Source text

──────────────────────────────

According to local lore, Assateague's wild horses are the descendants of horses that swam ashore following the sinking of a Spanish galleon off the Virginia coast around 1750. It's a romantic theory, but without documentation of such a ship, most historians believe they are most likely descended from runaway livestock.

But DNA from a fossilized horse tooth discovered in the Caribbean suggests that the shipwreck theory might not be so far fetched.

In a study published in the journal PLOS One last month, researchers suggest that a tooth collected from Haiti in the 1980s belonged to a relative of the Chincoteague ponies.

Author Nicolas Delsol, a zooarchaeologist at the University of Florida, recently came across a 450-year-old shard of horse molar collected from an early Spanish colony and ranching hub called Puerto Real. Originally believed to be a cow tooth, the specimen went overlooked for decades.

"It was a serendipitous find," Delsol told National Geographic. "I was studying cows, but stumbled across this incredible piece of horse data."

Researchers extracted DNA from the fossilized tooth and compared it against the genomes of horse populations around the world. Shockingly, the horse's closest relative was the Chincoteague pony.

"I had never heard of Chincoteague," Delsol recalled to National Geographic. "And then I read this interesting anecdote about a Spanish shipwreck."

Speaking with NPR, he noted that while his discovery doesn't necessarily confirm the legend, it certainly gives some credence to the shipwreck theory.

"The thing that [we know] for a fact is that these horses, the Chincoteague ponies, are very closely related to colonial horses from the Caribbean Spanish colonies," he explained.

How exactly they got to the barrier island remains a mystery.

──────────────────────────────

Entries shown
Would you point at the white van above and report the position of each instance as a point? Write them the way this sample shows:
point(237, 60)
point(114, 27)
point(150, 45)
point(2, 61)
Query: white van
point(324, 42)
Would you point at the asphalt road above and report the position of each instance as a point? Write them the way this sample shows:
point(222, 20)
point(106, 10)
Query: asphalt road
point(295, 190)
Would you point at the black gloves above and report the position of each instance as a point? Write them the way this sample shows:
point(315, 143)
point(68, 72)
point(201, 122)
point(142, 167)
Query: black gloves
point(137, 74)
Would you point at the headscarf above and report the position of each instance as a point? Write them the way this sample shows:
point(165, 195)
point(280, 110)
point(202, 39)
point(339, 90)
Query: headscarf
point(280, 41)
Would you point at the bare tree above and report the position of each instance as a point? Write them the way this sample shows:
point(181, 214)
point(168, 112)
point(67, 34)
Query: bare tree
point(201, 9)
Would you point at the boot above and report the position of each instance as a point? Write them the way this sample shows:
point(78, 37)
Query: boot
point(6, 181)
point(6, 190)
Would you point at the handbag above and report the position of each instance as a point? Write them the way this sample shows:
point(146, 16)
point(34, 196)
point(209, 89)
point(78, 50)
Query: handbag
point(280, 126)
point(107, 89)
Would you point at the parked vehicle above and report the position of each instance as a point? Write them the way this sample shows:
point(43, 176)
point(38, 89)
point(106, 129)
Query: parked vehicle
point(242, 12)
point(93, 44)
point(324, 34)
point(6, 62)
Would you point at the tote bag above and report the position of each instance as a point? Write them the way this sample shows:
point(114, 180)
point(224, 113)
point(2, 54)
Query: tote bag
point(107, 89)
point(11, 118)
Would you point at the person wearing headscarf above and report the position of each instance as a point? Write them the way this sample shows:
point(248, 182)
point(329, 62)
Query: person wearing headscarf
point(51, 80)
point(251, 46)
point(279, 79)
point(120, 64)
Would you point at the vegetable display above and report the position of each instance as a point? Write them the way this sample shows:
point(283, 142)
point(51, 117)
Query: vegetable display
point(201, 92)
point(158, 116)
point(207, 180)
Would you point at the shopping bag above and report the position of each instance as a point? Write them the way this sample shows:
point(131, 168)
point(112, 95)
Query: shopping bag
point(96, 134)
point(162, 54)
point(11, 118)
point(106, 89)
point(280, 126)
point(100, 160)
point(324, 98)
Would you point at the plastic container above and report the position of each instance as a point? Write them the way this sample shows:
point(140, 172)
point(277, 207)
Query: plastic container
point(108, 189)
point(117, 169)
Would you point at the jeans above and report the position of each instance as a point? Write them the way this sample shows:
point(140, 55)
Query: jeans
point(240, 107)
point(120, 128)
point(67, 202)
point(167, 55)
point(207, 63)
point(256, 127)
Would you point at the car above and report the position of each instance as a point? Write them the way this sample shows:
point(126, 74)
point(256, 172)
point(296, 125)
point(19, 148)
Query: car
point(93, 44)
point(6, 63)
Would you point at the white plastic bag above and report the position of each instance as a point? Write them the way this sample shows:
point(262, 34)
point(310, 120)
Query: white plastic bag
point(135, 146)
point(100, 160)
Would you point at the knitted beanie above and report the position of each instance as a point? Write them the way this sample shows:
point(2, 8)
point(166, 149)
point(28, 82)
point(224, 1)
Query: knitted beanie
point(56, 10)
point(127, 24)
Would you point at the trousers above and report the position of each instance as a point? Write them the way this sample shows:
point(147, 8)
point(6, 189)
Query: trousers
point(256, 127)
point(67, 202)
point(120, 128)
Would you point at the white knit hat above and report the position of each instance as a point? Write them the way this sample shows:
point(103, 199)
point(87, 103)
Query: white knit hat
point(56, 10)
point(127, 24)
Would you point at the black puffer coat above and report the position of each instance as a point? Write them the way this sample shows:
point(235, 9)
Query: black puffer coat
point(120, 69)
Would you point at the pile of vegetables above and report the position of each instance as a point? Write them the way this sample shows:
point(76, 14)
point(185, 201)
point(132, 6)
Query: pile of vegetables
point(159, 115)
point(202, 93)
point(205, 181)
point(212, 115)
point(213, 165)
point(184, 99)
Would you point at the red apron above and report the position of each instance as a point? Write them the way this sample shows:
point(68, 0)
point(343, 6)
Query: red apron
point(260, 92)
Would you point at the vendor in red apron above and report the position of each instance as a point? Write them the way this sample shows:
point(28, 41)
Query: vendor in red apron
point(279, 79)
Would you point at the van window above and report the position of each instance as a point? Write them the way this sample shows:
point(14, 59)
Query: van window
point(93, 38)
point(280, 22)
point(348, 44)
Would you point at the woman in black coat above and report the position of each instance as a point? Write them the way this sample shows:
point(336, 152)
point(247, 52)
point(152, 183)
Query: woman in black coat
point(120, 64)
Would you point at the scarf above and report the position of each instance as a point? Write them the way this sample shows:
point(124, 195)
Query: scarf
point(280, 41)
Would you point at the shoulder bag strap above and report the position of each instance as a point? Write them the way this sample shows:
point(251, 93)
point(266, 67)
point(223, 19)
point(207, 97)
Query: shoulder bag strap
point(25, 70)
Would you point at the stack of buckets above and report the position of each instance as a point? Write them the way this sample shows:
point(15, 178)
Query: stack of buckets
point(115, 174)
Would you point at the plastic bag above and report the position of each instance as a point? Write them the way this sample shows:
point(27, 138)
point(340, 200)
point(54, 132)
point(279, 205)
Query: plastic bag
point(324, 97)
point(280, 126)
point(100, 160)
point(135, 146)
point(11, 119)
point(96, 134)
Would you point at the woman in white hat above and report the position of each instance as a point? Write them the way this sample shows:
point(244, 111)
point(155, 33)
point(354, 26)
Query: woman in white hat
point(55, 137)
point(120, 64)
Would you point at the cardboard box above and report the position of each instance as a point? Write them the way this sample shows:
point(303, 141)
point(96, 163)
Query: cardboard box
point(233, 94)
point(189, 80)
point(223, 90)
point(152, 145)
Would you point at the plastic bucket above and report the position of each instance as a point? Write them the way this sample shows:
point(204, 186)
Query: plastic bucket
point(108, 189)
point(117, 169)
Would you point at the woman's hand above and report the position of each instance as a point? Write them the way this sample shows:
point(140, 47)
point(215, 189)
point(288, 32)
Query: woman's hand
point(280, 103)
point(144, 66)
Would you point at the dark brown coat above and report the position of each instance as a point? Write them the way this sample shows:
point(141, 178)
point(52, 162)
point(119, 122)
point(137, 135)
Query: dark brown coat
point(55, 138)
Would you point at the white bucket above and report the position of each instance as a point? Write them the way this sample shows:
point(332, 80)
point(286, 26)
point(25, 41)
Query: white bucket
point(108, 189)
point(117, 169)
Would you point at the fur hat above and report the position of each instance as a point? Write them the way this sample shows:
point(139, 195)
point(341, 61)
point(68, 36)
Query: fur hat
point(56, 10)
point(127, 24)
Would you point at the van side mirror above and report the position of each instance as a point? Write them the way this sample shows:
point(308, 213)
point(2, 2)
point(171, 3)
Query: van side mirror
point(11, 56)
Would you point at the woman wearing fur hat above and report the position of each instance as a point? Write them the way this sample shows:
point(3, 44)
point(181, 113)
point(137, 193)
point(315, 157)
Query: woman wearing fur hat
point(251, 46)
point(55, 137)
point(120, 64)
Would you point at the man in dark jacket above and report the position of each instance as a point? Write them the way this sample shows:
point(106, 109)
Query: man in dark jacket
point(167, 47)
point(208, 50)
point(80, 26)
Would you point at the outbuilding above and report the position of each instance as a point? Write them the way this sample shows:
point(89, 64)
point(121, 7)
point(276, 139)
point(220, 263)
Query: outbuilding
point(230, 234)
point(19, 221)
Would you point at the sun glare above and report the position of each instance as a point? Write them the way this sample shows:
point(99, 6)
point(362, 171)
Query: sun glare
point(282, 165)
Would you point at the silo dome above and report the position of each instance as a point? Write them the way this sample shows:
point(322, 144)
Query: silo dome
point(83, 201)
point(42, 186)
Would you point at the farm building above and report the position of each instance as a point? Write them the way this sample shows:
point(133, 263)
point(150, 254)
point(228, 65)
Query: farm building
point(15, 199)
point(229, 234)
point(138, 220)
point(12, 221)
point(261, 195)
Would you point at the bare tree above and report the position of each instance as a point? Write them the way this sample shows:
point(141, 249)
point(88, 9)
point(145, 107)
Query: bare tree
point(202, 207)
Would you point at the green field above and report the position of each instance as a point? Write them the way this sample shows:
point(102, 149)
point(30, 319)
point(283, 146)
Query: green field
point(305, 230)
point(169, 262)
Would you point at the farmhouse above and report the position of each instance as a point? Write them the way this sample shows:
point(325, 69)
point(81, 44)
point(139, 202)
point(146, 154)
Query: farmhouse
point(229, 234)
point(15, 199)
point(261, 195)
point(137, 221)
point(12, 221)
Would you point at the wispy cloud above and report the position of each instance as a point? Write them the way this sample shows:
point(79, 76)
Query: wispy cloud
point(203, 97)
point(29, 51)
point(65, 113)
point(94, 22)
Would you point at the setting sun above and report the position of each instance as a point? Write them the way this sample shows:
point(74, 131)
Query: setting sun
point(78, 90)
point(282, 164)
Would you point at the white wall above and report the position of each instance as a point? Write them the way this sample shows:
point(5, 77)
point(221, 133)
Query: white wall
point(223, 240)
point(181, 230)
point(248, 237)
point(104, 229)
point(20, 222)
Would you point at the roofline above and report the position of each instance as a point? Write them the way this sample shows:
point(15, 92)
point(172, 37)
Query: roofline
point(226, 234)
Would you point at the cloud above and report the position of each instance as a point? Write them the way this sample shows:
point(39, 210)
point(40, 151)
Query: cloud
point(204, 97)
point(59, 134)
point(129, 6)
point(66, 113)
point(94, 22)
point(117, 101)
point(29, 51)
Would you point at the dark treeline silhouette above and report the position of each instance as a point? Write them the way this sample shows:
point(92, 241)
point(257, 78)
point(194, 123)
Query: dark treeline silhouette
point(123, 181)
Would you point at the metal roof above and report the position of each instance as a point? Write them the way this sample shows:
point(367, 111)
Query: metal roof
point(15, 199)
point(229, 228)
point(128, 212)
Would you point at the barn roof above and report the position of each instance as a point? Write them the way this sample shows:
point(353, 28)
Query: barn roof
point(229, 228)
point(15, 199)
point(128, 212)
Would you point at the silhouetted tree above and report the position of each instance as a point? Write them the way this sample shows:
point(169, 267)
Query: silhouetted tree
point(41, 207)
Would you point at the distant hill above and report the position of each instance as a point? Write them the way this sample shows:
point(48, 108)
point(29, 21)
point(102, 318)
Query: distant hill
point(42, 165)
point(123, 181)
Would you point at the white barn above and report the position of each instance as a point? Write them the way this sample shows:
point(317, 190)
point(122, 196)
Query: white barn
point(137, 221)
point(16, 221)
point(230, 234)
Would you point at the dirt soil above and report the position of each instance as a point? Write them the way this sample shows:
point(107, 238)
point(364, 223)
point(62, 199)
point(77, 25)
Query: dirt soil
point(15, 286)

──────────────────────────────

To do
• 1. List every journal or news outlet named in the article on the wild horses.
• 2. In the article on the wild horses, what was the tooth originally believed to be?
The lines above are separate material and have no connection to the article on the wild horses.

Answers
• 1. PLOS One, National Geographic, NPR

• 2. A cow tooth.